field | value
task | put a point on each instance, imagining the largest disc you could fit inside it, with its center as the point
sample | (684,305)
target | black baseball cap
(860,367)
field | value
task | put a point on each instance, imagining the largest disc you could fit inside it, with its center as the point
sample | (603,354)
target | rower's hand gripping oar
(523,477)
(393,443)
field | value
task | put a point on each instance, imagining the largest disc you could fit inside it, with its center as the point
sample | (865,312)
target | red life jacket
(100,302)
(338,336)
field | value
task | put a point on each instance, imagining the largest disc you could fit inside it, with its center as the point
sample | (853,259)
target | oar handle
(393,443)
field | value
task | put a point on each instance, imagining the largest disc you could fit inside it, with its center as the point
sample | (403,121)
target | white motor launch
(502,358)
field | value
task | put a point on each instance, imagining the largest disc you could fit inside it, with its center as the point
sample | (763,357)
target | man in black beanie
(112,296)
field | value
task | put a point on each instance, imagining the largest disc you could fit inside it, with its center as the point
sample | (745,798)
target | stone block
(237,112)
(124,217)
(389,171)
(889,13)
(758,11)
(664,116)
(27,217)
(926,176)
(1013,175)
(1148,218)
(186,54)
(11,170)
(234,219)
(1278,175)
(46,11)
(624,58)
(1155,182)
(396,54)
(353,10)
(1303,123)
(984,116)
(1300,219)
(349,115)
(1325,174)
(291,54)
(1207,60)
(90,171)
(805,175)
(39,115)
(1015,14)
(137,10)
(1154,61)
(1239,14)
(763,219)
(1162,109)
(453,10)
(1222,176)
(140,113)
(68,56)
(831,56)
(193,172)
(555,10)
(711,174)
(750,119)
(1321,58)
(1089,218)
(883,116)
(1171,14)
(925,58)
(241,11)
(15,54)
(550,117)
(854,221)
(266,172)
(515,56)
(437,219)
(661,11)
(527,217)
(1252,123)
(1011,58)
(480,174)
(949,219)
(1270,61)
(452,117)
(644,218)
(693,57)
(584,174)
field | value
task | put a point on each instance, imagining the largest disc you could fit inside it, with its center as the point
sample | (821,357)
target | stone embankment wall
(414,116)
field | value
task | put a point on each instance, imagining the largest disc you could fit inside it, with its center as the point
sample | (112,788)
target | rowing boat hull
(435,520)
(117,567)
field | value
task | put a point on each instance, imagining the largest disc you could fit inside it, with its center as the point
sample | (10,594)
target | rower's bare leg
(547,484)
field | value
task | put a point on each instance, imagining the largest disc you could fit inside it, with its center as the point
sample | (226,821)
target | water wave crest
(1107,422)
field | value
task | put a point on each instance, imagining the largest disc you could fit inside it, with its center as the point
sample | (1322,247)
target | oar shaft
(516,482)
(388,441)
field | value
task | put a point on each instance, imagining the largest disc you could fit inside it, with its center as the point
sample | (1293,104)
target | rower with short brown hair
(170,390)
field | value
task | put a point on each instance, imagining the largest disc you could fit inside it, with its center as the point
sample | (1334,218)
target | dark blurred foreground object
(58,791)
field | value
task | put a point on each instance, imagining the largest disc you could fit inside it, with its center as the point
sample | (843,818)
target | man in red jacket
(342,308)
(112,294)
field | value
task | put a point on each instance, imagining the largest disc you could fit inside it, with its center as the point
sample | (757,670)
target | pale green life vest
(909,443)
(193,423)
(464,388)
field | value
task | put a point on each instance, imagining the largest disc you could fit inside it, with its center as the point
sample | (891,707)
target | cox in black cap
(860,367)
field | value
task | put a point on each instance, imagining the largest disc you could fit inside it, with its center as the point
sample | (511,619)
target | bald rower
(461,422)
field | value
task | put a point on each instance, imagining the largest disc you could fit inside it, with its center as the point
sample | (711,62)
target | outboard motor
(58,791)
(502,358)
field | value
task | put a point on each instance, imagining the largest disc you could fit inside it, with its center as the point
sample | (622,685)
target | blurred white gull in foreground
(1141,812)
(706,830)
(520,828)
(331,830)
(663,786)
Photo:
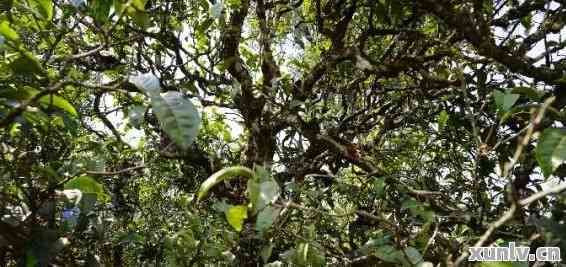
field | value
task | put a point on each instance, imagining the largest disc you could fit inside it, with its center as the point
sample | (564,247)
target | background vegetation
(279,132)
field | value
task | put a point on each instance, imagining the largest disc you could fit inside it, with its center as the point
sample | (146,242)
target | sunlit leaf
(53,100)
(7,32)
(236,216)
(551,150)
(442,119)
(146,82)
(26,64)
(504,101)
(265,218)
(100,9)
(43,7)
(87,184)
(177,116)
(216,9)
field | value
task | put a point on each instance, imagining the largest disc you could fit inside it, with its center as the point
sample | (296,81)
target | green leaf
(442,119)
(551,150)
(54,100)
(26,64)
(101,9)
(178,117)
(504,101)
(87,185)
(262,194)
(266,252)
(236,216)
(135,115)
(8,32)
(222,175)
(265,219)
(529,92)
(6,5)
(147,82)
(43,7)
(413,255)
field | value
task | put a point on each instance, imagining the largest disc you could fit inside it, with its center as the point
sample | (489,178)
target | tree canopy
(279,132)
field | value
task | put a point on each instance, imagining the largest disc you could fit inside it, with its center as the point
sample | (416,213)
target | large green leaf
(87,185)
(26,64)
(504,101)
(236,216)
(147,82)
(54,100)
(178,117)
(100,9)
(222,175)
(43,8)
(8,32)
(262,194)
(551,150)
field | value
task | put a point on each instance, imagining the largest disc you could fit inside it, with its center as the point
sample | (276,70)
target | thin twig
(506,173)
(116,172)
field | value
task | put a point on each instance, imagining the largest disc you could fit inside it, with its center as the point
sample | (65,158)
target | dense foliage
(279,132)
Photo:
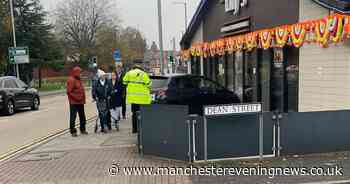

Written instruction: Please find every line in the items above that contains the word "white" and copy each such line. Case counts.

The result:
target | white motor launch
target | blurred white gull in foreground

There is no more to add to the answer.